Starting with the line that has "Would you mind pinning the dark", retype each line down to the end of the entries below, without leaving any out or adding any.

___

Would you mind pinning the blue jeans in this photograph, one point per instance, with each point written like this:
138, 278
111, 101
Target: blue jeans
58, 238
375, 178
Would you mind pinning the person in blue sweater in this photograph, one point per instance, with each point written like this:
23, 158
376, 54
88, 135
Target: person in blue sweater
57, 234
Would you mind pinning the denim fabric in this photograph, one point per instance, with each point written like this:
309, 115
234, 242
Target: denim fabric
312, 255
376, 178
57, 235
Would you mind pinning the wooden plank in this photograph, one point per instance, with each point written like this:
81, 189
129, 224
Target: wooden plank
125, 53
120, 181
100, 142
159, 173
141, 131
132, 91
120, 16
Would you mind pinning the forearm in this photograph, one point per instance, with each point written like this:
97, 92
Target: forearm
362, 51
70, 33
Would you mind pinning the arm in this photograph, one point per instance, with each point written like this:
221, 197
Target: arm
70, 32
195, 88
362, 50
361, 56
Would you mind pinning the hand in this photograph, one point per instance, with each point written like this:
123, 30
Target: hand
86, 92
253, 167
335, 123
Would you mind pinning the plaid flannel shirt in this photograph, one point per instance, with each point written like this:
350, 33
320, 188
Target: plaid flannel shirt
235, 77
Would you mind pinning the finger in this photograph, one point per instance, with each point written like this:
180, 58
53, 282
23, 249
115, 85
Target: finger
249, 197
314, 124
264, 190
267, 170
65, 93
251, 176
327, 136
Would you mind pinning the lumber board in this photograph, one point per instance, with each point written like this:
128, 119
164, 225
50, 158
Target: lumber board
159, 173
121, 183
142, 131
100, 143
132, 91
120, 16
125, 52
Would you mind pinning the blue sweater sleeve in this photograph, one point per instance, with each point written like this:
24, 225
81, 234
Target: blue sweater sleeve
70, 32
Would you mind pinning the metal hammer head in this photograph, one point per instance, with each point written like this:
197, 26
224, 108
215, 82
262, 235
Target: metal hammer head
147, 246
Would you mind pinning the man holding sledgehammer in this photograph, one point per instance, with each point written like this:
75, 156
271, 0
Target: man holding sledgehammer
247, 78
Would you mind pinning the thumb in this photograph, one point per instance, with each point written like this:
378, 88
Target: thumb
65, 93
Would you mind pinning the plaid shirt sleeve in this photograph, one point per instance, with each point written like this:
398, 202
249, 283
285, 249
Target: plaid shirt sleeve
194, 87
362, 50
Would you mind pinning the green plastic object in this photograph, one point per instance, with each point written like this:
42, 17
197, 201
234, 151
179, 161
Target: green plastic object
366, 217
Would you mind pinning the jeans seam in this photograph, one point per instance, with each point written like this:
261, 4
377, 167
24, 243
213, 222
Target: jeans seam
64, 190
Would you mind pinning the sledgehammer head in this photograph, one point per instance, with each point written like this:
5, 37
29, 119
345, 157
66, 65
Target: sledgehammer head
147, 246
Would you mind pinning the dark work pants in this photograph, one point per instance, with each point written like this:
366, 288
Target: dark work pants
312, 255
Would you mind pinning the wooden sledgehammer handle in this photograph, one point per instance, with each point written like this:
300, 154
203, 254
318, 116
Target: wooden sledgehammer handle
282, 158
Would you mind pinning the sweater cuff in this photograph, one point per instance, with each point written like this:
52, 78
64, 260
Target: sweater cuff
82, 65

___

• Written answer
Would you mind pinning the dark work pants in this photograph, one point per instance, with each point written like this:
366, 288
Target: dark work pants
312, 255
Would you mind pinning the wooden sledgehammer handle in this photograph, one point per instance, with each point written like this:
300, 154
203, 254
318, 116
Target: wooden sledgehammer handle
282, 158
Would you mind pinning the sweater cuff in this photograph, one point per instance, with each point written like this:
52, 78
64, 260
Target: sweater cuff
82, 65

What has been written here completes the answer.